• _APPLY WHAT YOU READ_:
1. Using the chiral spectroscopy text, decide whether each statement below agrees with it. Answer yes or no for each and quote the deciding words. (a) The method depends on the interplay between electric-dipole and magnetic dipole transitions. (b) The handedness of the medium can be found by measuring the polarization helicity of the emitted harmonics. (c) Standard detection methods produce strong signals in gases.
2. Reproduce word for word everything in the chiral spectroscopy text from "Popular Summary" down to "and clear signal.".

• _TEXT_:
Abstract
We propose and numerically demonstrate a new chiral spectroscopy method that is based on a universal system-independent mechanism of dynamical symmetry breaking in high harmonic generation (HHG). The proposed technique relies only on intense electric-dipole transitions and not on their interplay with magnetic dipole transitions. The symmetry breaking results in the emission of otherwise “forbidden” harmonics from chiral media (i.e., that are not emitted from achiral or racemic media), yielding a huge, nearly background-free, chiral-achiral signal that is correlated to the magnitude of the medium’s enantiomeric excess. The handedness of the medium can be directly detected by measuring the polarization helicity of the emitted harmonics. Moreover, the strength of the “allowed” harmonics (that are not related to symmetry breaking) is chirality independent; hence, they can be used as a reference to probe chiral degrees of freedom within a single measurement. We numerically demonstrate up to 99% chiral-achiral signal level (normalized difference between the chiral and achiral HHG spectra) from microscopic gas-phase emission using state-of-the-art models for HHG in bromochlorofluoromethane and propylene oxide. We expect the new method to give rise to precise tabletop characterization of chiral media in the gas phase and for highly sensitive time-resolved probing of dynamical chiral processes with femtosecond-to-attosecond temporal resolution.
- Received 31 May 2018
- Revised 15 March 2019
DOI:https://doi.org/10.1103/PhysRevX.9.031002
Published by the American Physical Society under the terms of the Creative Commons Attribution 4.0 International license. Further distribution of this work must maintain attribution to the author(s) and the published article’s title, journal citation, and DOI.
Published by the American Physical Society
Physics Subject Headings (PhySH)
Popular Summary
A system is chiral if it cannot be superposed onto its mirror image (its opposite-handedness chiral partner). This fundamental property of nature appears in systems such as circularly polarized light and mirror-image pairs of molecules. Chiral systems are unique in that their properties are independent of their handedness, up until the moment they interact with another chiral object. These properties make chirality extremely important in many scientific fields such as physics, chemistry, biology, and medicine. However, chirality is still very difficult to characterize. Standard detection methods lead to very weak signals, especially in gases. Using numerical simulations, we propose a new way of detecting chirality that relies solely on electric dipole transitions, which should yield an enormous and clear signal.
Our method relies on fundamental symmetry considerations in nonlinear optics, where an intense noncollinear laser shines on a chiral medium. The nonlinear interaction between the laser and the medium emits new photons, whose intensity and polarization can be used to reconstruct the medium’s chirality in ultrafast measurements with subfemtosecond resolution.
We expect that our work will pave the way for highly sensitive chiral measurements and for ultrafast spectroscopy of chiral phenomena, including weakly chiral systems.

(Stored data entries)
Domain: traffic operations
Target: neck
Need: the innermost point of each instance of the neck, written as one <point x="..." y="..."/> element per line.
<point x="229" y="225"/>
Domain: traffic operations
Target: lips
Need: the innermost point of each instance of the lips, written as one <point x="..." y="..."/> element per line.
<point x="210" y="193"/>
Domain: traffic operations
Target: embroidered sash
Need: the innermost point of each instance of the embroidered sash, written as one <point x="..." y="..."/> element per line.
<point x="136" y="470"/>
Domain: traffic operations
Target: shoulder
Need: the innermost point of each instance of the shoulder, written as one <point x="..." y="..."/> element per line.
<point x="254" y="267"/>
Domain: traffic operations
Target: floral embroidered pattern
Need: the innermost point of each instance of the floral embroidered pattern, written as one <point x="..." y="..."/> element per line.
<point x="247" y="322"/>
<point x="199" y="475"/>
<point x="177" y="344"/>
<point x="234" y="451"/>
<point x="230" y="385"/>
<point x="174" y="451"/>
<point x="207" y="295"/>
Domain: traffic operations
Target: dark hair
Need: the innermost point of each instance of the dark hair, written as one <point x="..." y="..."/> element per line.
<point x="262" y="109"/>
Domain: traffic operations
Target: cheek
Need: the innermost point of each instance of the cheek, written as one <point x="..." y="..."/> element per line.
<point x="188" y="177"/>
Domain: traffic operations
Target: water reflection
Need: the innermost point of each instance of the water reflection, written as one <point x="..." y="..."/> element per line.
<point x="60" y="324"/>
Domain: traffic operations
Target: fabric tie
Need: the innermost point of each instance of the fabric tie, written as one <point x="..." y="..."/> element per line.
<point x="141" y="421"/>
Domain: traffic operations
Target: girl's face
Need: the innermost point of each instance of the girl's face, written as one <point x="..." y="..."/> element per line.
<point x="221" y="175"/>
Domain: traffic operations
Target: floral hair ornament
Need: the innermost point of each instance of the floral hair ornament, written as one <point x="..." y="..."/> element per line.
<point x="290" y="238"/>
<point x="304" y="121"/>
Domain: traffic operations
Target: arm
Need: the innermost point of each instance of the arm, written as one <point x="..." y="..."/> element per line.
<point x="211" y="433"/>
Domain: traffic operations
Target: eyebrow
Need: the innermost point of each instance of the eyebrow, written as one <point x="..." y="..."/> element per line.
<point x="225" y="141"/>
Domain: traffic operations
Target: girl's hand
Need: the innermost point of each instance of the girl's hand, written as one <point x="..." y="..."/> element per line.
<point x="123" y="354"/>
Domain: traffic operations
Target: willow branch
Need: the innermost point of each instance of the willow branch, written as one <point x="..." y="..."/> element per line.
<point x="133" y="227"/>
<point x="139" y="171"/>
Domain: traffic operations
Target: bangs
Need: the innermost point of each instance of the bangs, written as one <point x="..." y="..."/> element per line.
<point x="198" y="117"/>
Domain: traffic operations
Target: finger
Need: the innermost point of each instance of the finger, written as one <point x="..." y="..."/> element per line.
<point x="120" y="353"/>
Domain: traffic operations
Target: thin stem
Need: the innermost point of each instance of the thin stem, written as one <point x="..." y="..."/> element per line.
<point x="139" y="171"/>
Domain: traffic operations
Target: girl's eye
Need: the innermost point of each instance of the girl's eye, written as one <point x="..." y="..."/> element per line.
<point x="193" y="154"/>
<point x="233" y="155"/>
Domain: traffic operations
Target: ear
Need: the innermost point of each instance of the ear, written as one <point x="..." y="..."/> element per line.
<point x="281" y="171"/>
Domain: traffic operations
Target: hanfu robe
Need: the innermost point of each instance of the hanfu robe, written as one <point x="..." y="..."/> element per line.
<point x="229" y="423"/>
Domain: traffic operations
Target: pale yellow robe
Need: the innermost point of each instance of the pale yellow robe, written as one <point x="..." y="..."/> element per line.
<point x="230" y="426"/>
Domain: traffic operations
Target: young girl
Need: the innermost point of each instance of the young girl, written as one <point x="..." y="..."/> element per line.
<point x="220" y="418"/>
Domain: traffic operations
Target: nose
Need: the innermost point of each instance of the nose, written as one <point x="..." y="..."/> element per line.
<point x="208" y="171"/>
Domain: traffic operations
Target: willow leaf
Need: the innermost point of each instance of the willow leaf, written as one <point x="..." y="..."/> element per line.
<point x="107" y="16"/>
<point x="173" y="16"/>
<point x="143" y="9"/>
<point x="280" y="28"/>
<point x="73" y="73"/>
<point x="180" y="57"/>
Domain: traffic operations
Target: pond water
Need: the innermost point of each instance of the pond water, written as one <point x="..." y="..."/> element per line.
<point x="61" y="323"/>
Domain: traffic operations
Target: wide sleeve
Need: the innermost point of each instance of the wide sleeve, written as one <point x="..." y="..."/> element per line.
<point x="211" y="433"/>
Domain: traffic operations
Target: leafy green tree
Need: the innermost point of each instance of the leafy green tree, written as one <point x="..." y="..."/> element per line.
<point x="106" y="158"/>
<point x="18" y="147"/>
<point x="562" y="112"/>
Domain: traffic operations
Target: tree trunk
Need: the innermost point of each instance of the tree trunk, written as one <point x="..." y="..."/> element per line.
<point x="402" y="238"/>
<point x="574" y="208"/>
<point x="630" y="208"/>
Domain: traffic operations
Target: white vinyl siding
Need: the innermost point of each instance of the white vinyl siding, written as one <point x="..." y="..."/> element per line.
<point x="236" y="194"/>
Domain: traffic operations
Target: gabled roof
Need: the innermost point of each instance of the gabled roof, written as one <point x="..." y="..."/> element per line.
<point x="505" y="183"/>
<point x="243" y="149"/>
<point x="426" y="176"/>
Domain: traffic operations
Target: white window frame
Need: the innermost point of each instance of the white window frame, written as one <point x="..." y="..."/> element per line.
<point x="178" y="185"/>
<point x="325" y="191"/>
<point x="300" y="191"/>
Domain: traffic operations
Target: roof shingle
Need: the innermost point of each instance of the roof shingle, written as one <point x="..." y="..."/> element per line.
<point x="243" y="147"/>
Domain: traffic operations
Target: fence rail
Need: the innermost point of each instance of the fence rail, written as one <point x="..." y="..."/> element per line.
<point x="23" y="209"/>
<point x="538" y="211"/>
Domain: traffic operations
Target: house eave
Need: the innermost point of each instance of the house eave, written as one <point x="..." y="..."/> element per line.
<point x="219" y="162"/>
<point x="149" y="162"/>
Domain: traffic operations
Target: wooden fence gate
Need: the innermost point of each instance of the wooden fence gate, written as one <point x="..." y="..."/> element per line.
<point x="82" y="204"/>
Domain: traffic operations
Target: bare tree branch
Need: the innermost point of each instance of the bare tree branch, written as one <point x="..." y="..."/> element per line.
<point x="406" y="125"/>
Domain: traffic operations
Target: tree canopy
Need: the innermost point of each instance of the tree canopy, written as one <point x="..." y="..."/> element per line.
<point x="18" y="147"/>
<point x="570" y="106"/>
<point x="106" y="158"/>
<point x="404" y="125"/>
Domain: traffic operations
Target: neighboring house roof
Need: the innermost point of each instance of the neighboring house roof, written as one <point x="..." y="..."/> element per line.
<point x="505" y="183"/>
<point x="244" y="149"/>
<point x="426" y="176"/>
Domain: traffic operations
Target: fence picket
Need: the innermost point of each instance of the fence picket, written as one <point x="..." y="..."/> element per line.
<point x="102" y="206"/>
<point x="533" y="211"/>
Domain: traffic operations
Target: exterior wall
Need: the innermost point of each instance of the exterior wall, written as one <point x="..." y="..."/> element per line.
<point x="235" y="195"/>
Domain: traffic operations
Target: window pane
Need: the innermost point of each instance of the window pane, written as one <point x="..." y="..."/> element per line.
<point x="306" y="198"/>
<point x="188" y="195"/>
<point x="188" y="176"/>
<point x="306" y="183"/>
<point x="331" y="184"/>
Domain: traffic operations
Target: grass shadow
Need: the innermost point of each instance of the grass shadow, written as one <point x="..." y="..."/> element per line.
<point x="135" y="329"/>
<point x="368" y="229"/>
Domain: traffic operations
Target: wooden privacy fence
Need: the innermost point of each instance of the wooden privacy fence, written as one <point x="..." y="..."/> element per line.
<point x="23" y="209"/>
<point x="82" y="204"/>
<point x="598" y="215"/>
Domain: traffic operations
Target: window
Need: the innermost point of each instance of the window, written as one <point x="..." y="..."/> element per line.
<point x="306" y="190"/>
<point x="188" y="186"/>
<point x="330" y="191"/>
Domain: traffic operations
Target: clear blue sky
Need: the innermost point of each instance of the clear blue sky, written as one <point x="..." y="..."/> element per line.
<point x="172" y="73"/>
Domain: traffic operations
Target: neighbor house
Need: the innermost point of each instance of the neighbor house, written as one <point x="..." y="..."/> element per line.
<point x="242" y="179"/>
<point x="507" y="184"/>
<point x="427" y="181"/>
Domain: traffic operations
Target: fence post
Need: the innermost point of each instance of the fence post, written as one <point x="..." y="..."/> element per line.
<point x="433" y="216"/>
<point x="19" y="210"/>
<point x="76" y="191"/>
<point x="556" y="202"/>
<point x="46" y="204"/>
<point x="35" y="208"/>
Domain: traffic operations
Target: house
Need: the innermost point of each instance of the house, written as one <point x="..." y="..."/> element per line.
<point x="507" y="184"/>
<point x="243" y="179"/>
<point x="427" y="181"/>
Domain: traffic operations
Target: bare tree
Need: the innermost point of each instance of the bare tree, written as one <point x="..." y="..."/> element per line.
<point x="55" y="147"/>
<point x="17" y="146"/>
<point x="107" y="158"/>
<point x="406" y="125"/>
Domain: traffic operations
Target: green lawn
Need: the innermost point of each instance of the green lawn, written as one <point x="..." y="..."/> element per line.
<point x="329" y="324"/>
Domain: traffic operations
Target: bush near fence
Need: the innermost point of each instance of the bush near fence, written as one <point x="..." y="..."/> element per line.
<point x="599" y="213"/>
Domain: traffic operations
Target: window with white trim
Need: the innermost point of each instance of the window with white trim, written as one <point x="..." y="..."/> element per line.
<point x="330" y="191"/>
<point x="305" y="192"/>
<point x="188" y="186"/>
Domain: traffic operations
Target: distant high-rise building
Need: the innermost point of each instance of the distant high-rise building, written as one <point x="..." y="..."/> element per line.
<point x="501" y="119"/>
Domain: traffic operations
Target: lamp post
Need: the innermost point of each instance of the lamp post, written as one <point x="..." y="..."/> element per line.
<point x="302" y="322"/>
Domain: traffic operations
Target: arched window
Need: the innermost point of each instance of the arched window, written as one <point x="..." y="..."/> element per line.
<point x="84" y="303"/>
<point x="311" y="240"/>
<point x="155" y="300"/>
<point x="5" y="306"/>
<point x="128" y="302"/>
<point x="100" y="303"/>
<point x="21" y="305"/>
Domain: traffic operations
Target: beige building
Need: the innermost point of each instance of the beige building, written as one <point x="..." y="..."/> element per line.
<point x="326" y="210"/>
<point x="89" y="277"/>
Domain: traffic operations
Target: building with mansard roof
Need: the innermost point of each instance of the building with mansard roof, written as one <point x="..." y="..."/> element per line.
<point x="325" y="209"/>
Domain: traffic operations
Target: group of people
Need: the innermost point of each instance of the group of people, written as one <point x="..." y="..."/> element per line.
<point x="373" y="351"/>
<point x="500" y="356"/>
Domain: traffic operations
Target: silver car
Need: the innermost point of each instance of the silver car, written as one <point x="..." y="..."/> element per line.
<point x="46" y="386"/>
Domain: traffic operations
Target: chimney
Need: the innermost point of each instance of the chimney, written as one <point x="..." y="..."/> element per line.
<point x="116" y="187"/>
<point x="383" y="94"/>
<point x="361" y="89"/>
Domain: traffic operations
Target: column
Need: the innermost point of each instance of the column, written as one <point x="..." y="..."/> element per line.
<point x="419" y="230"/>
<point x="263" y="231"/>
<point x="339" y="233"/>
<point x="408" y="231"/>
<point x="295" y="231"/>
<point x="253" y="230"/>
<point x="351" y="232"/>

• _ANSWERS TO THE EXERCISE_:
1.
(a) No: "The proposed technique relies only on intense electric-dipole transitions and not on their interplay with magnetic dipole transitions."
(b) Yes: "The handedness of the medium can be directly detected by measuring the polarization helicity of the emitted harmonics."
(c) No: "Standard detection methods lead to very weak signals, especially in gases."

2.
Popular Summary
A system is chiral if it cannot be superposed onto its mirror image (its opposite-handedness chiral partner). This fundamental property of nature appears in systems such as circularly polarized light and mirror-image pairs of molecules. Chiral systems are unique in that their properties are independent of their handedness, up until the moment they interact with another chiral object. These properties make chirality extremely important in many scientific fields such as physics, chemistry, biology, and medicine. However, chirality is still very difficult to characterize. Standard detection methods lead to very weak signals, especially in gases. Using numerical simulations, we propose a new way of detecting chirality that relies solely on electric dipole transitions, which should yield an enormous and clear signal.